Page extract

The magic ingredient in Hennig’s quest for the stone was urine. Back then, urine was called the ‘golden stream’ due to its resemblance to the color of gold. The golden yellow color of urine made it an interesting choice among alchemists who were in search of gold.
Brandt collected almost 50 buckets of urine, in the belief that the philosopher’s stone could be extracted from it.
Brandt’s Recipe For The Philosopher’s Stone
Firstly, Brandt let the urine putrefy for days in his cellar. Later, he boiled the rancid urine to get rid of all the water, which resulted in the formation of a thick, smelly, yellow syrup.
Further heating led to the formation of a reddish layer of oil. He removed that oil and kept the solution to cool. This resulted in the formation of a black, thick liquid and a white salty layer below it.
Brandt discarded the salt and mixed the black syrup with the red oil again. He heated the mixture strongly for about 16 hours, hoping that it would materialize into the philosopher’s stone.
Finally, after a long struggle, he observed white fumes filling up the retort, which then burst into bright flames with an enthralling glow. He later passed the substance to a receiver with cold water and noticed a white, waxy substance solidifying within it.
The substance he had discovered was enchanting. In the dark, the white solid seemed to glow with a faint green light, and when left out in the air, it seemed to liberate a white fume and burn with a bright glow.
He described the phenomenon as “cold fire” and named the substance ‘Phosphorus,’ which meant “The Bearer of Light” (In Greek, ‘phôs’ means ‘‘light’’, and ‘phoros’ means “bearer”).
Brandt was certain that he had discovered something majestic, but little did he know that his discovery would later transform the world and all the life in it.
How Did Brandt Extract Phosphorus?
Yes, Henning Brandt did in fact discover phosphorus from urine, but how?
The human body contains small amounts of phosphorus, mainly in our bones, teeth, and urine.
When Brandt evaporated the urine, it resulted in the formation of something called ammonium sodium hydrogenphosphate. Upon further heating, this reduced into sodium phosphite.
Later, upon strongly heating the substance with charcoal, the sodium phosphite decomposed to give white phosphorus and sodium pyrophosphate.
This white phosphorus is what was deposited as the waxy white substance.
A Brief Note On Phosphorus
Phosphorus is a strange element. It is one of the fundamental elements making up life on Earth, but it doesn’t exist as a free element in nature. Just as carbon exists as diamond or graphite, phosphorus also exists in nature as allotropes, namely red, white, and black phosphorous.
Among these, white and red phosphorous are non-metals, whereas black phosphorus is a semi-metal. Here, we are dealing with white phosphorus, so let’s discuss it in detail.
White phosphorus is a white, waxy solid that is extremely toxic and highly reactive. It consists of 4 phosphorus atoms held together by bend-shaped bonds called “banana bonds”.
What’s With All The Glow?

(Extracted data entries)
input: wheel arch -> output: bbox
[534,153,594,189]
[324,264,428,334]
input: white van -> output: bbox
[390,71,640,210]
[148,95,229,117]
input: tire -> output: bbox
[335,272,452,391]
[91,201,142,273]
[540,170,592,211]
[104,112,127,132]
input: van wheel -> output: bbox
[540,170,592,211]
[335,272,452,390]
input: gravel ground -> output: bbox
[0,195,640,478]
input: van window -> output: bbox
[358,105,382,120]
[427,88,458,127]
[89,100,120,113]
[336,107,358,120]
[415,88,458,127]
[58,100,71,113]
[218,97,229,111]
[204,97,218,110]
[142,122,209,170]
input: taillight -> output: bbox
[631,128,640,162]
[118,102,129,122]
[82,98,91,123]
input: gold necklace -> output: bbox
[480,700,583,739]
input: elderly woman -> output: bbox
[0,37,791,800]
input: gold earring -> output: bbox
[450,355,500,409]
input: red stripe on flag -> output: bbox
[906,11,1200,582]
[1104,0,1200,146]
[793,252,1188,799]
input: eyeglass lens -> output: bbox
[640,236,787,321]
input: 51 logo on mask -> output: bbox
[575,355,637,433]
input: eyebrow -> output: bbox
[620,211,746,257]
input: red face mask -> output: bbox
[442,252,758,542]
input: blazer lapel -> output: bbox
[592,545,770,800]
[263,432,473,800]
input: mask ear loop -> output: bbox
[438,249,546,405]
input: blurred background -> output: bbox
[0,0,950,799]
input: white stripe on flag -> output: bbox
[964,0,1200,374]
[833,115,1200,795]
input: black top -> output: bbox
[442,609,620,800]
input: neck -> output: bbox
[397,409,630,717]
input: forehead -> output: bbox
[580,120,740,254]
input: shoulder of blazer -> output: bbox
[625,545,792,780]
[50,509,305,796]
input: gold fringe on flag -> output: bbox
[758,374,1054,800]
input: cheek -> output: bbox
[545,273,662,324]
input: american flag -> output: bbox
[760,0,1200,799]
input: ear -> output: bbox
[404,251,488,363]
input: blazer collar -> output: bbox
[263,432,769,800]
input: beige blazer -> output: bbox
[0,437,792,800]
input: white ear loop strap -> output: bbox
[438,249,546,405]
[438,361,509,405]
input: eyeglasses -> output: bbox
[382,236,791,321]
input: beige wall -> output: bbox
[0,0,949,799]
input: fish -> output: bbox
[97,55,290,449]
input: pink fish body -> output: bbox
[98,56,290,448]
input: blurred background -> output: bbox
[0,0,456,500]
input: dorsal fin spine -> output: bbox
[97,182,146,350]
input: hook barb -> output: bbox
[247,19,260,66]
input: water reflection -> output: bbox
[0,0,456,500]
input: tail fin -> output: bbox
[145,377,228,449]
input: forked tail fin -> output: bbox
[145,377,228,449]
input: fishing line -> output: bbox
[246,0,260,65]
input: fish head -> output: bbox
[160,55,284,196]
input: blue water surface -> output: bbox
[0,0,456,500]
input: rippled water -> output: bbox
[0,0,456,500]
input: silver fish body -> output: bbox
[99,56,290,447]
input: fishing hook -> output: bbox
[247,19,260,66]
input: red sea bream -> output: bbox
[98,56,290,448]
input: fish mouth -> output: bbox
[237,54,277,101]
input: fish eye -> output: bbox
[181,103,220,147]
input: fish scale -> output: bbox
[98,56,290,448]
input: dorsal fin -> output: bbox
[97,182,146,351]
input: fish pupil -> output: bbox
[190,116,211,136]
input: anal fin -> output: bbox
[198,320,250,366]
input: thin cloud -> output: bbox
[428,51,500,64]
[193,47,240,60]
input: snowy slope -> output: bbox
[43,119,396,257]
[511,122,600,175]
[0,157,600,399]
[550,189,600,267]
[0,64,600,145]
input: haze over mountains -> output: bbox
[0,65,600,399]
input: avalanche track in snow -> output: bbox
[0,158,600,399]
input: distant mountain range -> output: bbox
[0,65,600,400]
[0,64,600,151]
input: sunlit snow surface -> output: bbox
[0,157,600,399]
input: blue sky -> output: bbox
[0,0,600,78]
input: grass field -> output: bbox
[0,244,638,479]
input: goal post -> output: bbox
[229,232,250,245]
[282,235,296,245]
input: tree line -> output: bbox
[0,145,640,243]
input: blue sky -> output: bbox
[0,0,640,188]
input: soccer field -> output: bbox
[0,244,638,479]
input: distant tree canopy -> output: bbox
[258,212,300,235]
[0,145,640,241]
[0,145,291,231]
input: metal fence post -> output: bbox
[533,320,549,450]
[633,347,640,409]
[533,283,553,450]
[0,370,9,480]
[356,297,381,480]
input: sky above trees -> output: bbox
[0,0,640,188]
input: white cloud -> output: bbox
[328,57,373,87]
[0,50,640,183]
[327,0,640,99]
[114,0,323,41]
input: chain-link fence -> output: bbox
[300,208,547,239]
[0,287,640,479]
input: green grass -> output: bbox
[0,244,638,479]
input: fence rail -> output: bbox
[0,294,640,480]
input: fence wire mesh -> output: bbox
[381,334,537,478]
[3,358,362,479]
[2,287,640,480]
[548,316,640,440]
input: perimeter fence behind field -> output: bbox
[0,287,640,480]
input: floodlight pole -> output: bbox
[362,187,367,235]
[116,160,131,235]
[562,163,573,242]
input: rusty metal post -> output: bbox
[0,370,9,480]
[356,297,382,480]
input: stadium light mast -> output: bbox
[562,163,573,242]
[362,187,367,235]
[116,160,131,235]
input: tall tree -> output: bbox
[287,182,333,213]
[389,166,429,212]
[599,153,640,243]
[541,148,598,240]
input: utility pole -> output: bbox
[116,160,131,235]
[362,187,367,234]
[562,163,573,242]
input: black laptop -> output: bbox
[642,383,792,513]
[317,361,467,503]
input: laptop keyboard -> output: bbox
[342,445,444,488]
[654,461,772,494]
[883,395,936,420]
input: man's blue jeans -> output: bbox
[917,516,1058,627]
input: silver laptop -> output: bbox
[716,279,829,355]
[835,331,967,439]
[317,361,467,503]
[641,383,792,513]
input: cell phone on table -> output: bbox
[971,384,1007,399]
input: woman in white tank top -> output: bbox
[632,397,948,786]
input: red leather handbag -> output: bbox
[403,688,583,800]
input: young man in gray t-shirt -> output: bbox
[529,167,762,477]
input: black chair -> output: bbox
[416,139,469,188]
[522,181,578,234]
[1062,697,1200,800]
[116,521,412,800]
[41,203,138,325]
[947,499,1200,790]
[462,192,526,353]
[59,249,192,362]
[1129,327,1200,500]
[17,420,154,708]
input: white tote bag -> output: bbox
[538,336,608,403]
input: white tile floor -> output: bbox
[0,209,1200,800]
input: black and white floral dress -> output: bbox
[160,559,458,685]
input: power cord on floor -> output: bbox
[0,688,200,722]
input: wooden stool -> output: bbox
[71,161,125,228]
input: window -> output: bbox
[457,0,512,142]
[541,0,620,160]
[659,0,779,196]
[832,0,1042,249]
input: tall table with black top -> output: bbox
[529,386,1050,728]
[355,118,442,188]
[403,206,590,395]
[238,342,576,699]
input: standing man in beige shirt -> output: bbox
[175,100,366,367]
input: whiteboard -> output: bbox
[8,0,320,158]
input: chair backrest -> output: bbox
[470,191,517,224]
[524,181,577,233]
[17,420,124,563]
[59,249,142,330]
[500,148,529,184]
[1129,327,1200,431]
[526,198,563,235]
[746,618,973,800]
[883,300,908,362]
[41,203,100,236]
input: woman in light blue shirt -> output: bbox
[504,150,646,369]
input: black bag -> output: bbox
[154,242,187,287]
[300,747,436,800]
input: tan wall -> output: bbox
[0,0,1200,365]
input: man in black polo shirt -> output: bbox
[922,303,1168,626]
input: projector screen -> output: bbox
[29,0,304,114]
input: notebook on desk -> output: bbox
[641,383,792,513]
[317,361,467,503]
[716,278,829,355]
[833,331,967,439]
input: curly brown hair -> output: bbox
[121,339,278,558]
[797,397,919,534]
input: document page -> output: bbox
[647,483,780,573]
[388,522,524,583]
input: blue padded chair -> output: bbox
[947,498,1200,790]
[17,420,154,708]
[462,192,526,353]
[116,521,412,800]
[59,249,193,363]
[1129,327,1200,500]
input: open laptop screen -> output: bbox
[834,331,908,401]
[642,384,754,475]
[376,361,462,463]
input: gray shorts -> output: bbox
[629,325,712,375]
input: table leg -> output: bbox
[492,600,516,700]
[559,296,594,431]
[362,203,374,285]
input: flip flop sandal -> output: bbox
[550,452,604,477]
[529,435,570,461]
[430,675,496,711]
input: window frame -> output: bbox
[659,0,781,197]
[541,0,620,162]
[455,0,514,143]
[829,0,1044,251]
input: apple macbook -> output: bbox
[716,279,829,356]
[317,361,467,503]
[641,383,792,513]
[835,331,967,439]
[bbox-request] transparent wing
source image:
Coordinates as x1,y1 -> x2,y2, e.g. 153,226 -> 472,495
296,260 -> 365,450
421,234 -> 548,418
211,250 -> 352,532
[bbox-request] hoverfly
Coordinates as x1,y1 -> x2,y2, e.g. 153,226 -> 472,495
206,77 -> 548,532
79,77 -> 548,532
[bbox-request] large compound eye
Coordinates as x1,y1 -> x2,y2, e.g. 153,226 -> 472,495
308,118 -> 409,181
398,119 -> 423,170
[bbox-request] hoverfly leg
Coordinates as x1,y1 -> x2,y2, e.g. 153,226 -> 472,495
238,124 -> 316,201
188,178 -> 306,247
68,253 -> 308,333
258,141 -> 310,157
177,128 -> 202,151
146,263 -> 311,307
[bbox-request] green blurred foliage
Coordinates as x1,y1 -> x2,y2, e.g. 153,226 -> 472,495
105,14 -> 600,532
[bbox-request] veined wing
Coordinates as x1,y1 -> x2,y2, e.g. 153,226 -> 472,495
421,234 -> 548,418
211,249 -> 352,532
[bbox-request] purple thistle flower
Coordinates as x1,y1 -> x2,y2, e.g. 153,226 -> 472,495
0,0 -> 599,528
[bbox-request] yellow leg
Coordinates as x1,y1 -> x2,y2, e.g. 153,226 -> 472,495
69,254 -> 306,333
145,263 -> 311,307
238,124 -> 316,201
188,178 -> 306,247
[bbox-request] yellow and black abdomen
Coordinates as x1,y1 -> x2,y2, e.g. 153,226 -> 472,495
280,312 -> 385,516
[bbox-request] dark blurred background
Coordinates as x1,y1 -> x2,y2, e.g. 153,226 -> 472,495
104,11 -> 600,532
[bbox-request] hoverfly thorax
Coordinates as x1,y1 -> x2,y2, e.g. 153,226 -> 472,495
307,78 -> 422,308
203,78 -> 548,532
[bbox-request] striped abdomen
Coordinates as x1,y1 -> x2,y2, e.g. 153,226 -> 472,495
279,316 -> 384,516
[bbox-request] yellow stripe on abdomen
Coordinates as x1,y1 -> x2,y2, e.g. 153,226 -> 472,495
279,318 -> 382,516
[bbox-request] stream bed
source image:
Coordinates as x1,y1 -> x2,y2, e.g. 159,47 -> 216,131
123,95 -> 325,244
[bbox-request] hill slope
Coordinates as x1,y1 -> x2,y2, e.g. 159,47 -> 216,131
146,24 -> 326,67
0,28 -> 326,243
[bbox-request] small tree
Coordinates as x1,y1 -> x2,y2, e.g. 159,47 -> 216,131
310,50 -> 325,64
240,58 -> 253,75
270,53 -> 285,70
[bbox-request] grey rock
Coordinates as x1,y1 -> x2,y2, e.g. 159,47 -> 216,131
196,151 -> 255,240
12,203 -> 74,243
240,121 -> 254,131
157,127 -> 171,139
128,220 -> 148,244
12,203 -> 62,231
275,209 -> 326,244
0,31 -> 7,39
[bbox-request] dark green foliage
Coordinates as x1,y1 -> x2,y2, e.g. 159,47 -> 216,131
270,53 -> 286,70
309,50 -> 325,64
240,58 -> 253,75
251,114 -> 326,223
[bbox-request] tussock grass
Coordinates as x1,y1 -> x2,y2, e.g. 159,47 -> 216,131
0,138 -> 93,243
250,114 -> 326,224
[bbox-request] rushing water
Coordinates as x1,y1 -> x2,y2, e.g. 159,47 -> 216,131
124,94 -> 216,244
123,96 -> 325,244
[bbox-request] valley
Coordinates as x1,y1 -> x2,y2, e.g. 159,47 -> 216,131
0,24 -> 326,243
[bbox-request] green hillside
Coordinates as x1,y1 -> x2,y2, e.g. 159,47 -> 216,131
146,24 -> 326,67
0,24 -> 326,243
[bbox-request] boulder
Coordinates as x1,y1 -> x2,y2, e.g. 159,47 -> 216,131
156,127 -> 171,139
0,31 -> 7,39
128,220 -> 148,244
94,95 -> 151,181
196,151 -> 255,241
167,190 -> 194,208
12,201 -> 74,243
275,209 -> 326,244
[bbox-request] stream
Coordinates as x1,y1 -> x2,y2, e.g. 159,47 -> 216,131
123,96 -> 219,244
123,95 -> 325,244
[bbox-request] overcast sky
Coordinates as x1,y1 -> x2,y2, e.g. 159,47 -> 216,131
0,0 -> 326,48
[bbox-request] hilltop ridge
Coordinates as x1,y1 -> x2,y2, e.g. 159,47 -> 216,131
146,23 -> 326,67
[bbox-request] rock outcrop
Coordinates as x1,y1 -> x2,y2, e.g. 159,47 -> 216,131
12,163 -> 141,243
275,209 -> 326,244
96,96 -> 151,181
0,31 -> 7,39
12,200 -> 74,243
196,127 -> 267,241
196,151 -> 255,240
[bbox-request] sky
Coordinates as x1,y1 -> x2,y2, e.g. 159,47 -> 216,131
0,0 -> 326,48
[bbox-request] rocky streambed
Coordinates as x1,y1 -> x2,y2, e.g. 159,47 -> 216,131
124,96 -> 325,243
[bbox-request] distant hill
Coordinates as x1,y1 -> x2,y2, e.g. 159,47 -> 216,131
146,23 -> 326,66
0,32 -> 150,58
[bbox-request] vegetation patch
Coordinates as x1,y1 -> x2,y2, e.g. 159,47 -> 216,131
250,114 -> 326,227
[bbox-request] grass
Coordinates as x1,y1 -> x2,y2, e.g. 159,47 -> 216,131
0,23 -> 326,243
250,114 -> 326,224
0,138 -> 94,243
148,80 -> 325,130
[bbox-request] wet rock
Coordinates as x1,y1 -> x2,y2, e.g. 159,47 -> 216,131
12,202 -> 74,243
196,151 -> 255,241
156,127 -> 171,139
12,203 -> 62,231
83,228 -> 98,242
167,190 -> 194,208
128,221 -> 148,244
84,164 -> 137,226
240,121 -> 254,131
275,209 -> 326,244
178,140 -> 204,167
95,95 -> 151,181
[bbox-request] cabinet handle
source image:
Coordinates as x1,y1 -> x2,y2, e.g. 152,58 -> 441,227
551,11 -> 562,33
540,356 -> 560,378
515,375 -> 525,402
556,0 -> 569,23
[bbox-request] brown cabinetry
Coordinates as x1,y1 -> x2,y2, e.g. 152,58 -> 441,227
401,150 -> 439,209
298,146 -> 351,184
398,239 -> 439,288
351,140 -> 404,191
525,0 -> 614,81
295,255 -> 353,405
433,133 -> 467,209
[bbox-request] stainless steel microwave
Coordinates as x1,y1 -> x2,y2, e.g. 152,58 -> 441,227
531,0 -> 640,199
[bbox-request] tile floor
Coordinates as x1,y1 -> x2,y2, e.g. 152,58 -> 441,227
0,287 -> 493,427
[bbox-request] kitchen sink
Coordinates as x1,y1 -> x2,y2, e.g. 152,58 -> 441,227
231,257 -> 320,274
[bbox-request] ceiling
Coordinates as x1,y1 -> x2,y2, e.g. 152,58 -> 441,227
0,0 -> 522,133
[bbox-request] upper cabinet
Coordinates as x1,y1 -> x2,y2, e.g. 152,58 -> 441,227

Assigned task A
In the article on phosphorus, for about how long did Brandt heat the mixture of black syrup and red oil?
Assigned task B
Repeat the stretch of the article on phosphorus from "Later, upon strongly" through "and black phosphorous.".
Assigned task C
Which allotropes of phosphorus does the article on phosphorus name?

Expected answer A
About 16 hours.

Expected answer B
Later, upon strongly heating the substance with charcoal, the sodium phosphite decomposed to give white phosphorus and sodium pyrophosphate.
This white phosphorus is what was deposited as the waxy white substance.
A Brief Note On Phosphorus
Phosphorus is a strange element. It is one of the fundamental elements making up life on Earth, but it doesn’t exist as a free element in nature. Just as carbon exists as diamond or graphite, phosphorus also exists in nature as allotropes, namely red, white, and black phosphorous.

Expected answer C
Red phosphorus, white phosphorus, and black phosphorus.